Livre
Les années de
braise. Voilà une expression quelque peu éculée chez nous. Et qui renvoie en
ces années cruciales dans le combat pour la liberté au lendemain du vent d’Est.
Années dont le souvenir hante encore bien des esprits d’ici et qui sont loin
d’avoir dévoilé tout le torrent d’angoisses, de labeur, de peine et parfois
d’effroi qu’elles ont causé chez nombre de Camerounais. Camerounais qui au
demeurant ont payé un lourd tribut durant ce qui apparaît deux décennies plus
loin comme la lutte pour une seconde (et dernière ?) indépendance. Jusqu’à
récemment, ces années étaient évoquées sous deux prismes essentiellement :
les témoignages et le récit fictionnel. Pour le premier cas, il n’y a qu’à se
remémorer par exemple «Mes patrons à dorer» du journaliste et ancien étudiant
Se’nkwe P. Modo (Yaoundé, Masseu, septembre 2006, 306 pages) ; «Le
journalisme du carton rouge, Réflexions & chronologie des années orageuses»
du journaliste et étudiant Edmond Kamguia Koumchou (Yaoundé, L’étincelle
d’Afrique, juin 2003, 324 pages) ; ou encore «Education et démocratie en
Afrique, Le temps des illusions» (Paris, L’Harmattan et les éditions du CRAC, 1996,
292 pages), recueils d’articles du chercheur en littératures africaines et
africaines américaines Ambroise Kom. Pour le second prisme, on peut évoquer le
magnifique roman de François Nkémé, «Le cimetière des bacheliers» (Yaoundé, Ifrikiya,
2010 pour la 3è édition). Des écrits qui ont permis en leur temps d’avoir un
aperçu des «événements de l’université» comme aimaient à le raconter des
témoins, avec souvent une dimension fantasmagorique, voire tronquée.

^^^^^^^^

Consignes:
**a.** D'après l'extrait sur les années de braise, sous quels deux prismes ces années étaient-elles évoquées jusqu'à récemment ?
**b.** Prolongez l'extrait sur les années de braise à partir de sa dernière phrase.
Les items qui suivent proviennent d'une source distincte.

^^^^^^^^

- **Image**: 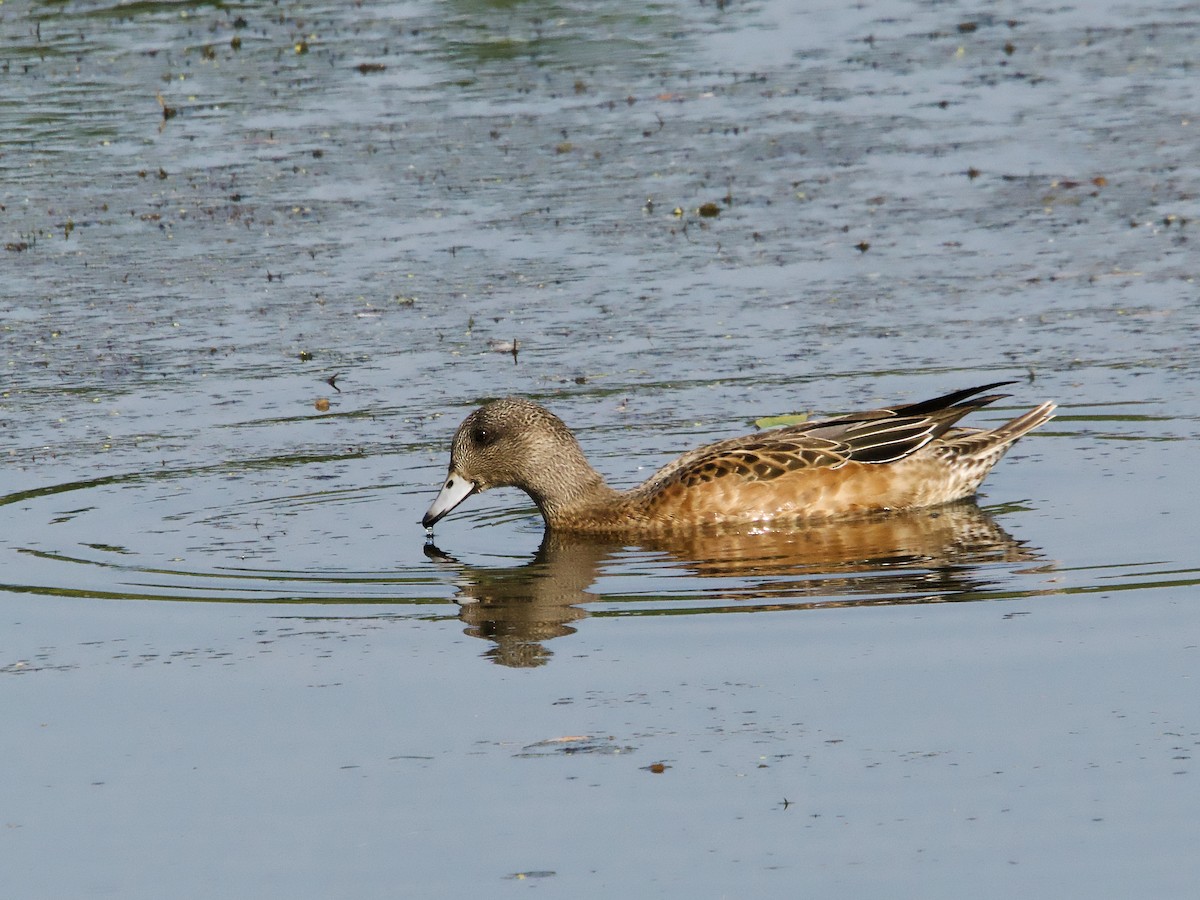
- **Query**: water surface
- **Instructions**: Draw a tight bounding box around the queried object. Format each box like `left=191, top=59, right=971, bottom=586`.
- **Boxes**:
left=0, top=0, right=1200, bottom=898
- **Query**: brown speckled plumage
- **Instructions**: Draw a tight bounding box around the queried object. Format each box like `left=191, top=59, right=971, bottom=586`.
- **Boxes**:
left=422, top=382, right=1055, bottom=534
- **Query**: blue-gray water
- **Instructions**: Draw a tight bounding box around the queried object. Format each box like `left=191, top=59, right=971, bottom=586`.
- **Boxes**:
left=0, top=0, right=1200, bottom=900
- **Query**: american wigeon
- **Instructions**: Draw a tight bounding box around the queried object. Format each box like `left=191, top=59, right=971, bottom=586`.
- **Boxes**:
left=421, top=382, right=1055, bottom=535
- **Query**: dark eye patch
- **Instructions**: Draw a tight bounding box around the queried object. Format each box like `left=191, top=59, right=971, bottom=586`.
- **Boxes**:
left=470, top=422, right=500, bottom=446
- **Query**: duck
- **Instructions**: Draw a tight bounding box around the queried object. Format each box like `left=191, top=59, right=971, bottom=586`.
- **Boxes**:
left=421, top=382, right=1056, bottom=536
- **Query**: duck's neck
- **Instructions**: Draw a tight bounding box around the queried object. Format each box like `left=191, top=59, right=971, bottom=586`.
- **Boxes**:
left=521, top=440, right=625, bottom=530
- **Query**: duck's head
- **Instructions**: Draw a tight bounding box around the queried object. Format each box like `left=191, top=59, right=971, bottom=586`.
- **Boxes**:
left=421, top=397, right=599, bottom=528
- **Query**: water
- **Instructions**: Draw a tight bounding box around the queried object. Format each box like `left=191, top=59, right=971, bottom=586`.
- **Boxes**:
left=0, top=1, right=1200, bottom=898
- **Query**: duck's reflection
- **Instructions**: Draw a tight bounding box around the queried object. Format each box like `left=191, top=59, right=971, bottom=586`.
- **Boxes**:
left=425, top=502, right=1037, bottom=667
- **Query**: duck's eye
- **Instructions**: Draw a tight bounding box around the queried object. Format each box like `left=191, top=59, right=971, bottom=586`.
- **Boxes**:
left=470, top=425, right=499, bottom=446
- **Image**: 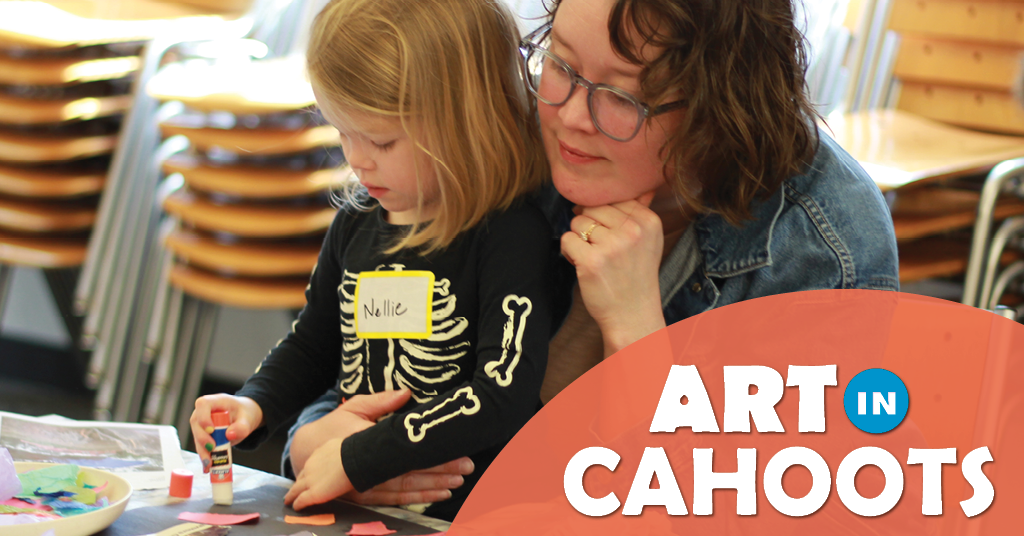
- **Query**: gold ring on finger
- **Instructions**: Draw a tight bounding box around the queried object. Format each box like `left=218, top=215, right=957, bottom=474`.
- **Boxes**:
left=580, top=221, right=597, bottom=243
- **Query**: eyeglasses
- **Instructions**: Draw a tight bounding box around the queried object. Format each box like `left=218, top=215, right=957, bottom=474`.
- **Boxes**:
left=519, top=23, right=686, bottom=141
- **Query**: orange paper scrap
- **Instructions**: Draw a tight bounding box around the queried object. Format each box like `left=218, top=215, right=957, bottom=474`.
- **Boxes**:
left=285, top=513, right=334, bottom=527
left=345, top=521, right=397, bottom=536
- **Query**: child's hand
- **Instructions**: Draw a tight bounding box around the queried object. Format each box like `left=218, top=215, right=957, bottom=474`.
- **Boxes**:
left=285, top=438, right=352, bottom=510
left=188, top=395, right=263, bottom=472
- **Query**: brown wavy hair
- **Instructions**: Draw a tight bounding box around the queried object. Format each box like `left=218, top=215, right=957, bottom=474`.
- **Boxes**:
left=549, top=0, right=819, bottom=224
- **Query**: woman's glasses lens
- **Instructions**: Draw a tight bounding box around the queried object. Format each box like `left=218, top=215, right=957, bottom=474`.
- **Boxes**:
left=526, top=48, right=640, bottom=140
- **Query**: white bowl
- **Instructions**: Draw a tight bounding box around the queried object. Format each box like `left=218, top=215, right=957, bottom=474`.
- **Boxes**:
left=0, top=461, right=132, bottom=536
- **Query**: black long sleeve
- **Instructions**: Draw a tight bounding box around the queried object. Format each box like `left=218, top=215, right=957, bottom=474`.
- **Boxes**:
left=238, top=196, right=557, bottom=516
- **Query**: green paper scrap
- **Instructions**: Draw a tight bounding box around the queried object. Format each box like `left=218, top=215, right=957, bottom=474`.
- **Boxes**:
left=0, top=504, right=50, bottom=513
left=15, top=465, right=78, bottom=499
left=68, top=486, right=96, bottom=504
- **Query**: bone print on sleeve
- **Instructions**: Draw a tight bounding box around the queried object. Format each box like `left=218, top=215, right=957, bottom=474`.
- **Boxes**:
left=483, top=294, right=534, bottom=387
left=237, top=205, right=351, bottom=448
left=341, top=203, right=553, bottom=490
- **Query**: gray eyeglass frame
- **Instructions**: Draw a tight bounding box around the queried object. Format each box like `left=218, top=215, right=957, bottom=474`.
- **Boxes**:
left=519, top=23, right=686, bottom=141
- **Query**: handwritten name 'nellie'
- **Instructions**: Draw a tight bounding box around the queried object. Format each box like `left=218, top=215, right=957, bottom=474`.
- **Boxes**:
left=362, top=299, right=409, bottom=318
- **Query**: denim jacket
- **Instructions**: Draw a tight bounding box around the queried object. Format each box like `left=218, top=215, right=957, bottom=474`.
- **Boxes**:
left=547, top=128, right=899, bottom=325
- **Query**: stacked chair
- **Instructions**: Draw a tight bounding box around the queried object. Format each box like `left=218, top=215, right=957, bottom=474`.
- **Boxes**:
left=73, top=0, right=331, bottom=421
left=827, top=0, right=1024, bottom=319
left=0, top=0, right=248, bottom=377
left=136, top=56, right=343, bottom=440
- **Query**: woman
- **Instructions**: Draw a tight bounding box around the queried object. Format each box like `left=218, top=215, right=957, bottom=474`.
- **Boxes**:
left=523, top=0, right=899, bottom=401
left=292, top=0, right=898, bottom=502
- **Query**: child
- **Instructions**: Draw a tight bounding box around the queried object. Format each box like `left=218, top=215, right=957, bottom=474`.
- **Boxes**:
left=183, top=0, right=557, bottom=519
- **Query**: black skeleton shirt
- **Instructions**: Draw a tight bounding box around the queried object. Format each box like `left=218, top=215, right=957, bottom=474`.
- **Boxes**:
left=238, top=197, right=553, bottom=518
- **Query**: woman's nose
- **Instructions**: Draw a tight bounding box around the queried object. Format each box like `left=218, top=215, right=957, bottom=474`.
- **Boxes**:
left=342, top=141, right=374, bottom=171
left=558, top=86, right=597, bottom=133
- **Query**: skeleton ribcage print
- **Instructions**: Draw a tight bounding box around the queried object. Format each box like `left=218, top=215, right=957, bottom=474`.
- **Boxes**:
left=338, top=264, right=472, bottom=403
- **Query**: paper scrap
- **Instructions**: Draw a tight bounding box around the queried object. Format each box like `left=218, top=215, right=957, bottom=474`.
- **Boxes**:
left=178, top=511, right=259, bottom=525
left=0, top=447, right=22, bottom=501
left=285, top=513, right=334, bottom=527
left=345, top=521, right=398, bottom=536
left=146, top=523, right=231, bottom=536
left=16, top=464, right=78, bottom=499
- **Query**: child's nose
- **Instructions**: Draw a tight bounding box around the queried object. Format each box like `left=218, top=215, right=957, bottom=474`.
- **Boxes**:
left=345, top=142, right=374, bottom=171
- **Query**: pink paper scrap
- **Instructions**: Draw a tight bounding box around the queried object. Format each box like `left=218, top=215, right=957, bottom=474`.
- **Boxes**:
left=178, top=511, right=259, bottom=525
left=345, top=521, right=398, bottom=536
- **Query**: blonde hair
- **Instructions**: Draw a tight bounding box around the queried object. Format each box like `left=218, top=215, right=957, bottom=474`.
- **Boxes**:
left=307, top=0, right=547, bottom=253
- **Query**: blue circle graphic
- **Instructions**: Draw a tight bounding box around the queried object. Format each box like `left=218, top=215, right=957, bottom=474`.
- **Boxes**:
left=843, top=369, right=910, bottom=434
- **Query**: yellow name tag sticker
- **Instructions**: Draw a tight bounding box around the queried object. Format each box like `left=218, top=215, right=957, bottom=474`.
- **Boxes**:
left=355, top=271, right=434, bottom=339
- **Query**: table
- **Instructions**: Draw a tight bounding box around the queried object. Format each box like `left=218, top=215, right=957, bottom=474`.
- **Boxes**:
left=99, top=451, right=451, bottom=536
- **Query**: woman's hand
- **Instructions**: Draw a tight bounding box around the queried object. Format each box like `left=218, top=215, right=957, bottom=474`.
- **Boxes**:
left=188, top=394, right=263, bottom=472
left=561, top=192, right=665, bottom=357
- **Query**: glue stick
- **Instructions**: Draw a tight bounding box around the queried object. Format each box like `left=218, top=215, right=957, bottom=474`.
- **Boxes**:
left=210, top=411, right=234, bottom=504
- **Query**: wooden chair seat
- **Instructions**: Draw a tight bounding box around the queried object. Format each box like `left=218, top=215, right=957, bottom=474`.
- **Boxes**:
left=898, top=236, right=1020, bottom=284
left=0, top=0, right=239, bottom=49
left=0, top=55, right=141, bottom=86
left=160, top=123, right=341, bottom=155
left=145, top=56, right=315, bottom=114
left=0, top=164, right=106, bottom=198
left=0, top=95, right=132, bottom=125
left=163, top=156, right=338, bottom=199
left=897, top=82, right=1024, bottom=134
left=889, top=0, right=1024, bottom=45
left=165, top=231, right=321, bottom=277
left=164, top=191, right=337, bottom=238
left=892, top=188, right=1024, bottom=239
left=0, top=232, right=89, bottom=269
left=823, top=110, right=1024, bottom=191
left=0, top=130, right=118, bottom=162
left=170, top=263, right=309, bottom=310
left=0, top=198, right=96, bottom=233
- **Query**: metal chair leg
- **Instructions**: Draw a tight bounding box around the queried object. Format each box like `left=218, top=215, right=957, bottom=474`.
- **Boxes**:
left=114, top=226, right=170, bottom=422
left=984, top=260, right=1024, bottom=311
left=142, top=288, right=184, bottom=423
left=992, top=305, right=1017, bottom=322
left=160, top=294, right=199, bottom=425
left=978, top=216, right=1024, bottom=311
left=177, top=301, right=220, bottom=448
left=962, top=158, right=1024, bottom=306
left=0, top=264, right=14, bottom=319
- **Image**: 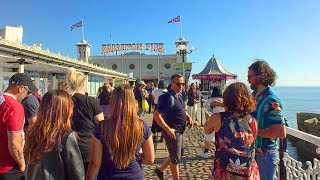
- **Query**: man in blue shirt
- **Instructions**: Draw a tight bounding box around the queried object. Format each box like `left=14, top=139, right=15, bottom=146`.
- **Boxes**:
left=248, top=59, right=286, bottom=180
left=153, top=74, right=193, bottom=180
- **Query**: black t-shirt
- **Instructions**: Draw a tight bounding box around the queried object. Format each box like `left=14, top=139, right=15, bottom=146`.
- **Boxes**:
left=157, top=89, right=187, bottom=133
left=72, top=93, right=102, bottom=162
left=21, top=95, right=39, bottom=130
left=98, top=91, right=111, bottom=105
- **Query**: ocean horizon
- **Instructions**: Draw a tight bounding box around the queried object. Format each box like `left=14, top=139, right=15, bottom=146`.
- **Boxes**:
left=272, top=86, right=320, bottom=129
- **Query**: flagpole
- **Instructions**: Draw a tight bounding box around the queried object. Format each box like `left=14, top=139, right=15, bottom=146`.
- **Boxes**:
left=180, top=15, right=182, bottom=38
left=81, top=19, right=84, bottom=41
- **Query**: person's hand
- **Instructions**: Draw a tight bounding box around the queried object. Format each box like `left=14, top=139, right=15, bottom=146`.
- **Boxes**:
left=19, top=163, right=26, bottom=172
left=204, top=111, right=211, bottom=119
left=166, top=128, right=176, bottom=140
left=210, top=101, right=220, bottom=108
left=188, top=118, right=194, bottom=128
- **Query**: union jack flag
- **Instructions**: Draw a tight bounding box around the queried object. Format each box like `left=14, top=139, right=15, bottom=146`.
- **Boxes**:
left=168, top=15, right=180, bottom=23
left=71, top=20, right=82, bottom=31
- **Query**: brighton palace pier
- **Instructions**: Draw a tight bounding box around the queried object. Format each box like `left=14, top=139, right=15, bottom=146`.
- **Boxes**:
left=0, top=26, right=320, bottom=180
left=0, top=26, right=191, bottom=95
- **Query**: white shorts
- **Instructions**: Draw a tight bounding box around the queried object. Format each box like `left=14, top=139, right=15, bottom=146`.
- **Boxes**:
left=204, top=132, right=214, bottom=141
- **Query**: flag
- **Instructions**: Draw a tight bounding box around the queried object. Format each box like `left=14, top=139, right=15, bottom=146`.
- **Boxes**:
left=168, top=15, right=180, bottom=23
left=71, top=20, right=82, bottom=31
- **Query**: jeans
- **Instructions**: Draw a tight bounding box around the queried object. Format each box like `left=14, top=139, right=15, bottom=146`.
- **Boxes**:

^^^^^^^^

Réponses:
**a.** Sous le prisme des témoignages et sous celui du récit fictionnel.

**b.**
On en était là
jusqu’à ce que les Editions Terroirs du Pr Fabien Eboussi Boulaga nous proposent
ces «Mémoires des années de braise. La grève estudiantine de 1991 expliquée».
Un ouvrage tant annoncé qu’on avait fini par désespérer de sa sortie.
Finalement, il est arrivé, avec en prime deux versions (française et anglaise)
en une. Pour le plus grand bonheur des chercheurs sur la question et des
Camerounais ordinaires, avides de savoir «ce qui s’était passé» sur le campus
de Ngoa Ekellé dans les années 1991, 92 et 93. Années de contestation forte. Où
la parole longtemps contenue par la force du parti unique et l’absence de
démocratie avait fini par se libérer pour porter aux nues les aspirations d’une
population estudiantine qui vraisemblablement n’en pouvait plus.
En présentant
les textes qui structurèrent les revendications de ses camarades, Cilas
Kemedjio a sans doute fait œuvre utile. Non seulement pour le souvenir, mais
également pour indiquer que le temple du savoir que constitue l’université
n’est guère un lieu de conformisme, encore moins de l’acquiescement à tout va.
Un lieu où la réflexion, du fait des franchises universitaires, ne doit
souffrir d’aucune caporalisation. En lisant la somme, l’on est frappé par la
capacité d’analyse des «parlementaires de la plume» au double plan des contenus
et de la forme. Parfois, les pamphlets sont si virulents avec l’establishment
que l’on se demande quel était le ressort qui travaillait les méninges dans les
chambres des cités universitaires où la débrouillardise avait, comme
aujourd’hui encore, tous ses droits. L’auteur fait simplement savoir que la
volonté de l’époque était de graver ce qui se passait dans le marbre de
l’écriture qui seule peut survoler le temps et les époques. Ce d’autant plus
que les grèves précédentes souffriront ad vitam aeternam de ce manque de
consignation écrite.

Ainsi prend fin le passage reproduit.